» What you are asked to do:
Transcribe exactly the portion of the listing below that runs from the line containing "# coordinates are integer pixel values" through its last line.

» Records for this task:
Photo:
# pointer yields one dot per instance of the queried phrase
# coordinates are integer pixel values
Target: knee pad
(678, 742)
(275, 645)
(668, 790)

» Response below:
# coordinates are integer pixel values
Target: knee pad
(678, 742)
(275, 645)
(668, 790)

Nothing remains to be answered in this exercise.